Exercise task: Present each line of the data below as a Markdown table with two columns, n for the row number and Line for the line itself, and leave out any blank lines.

Excerpts of pointing data:
========
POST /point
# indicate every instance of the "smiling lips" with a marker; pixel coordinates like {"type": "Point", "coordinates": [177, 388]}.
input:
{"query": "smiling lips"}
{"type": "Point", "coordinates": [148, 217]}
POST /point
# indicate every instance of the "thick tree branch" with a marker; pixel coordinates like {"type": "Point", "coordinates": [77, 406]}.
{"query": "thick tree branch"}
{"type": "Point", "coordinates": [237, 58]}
========
Response to this task:
| n | Line |
|---|---|
| 1 | POST /point |
| 2 | # indicate every instance of the "smiling lips" with a marker; pixel coordinates like {"type": "Point", "coordinates": [177, 388]}. |
| 3 | input: |
| 4 | {"query": "smiling lips"} |
| 5 | {"type": "Point", "coordinates": [148, 217]} |
| 6 | POST /point |
| 7 | # indicate every instance of the "thick tree branch" with a marker; pixel coordinates like {"type": "Point", "coordinates": [77, 406]}. |
| 8 | {"query": "thick tree branch"} |
| 9 | {"type": "Point", "coordinates": [237, 58]} |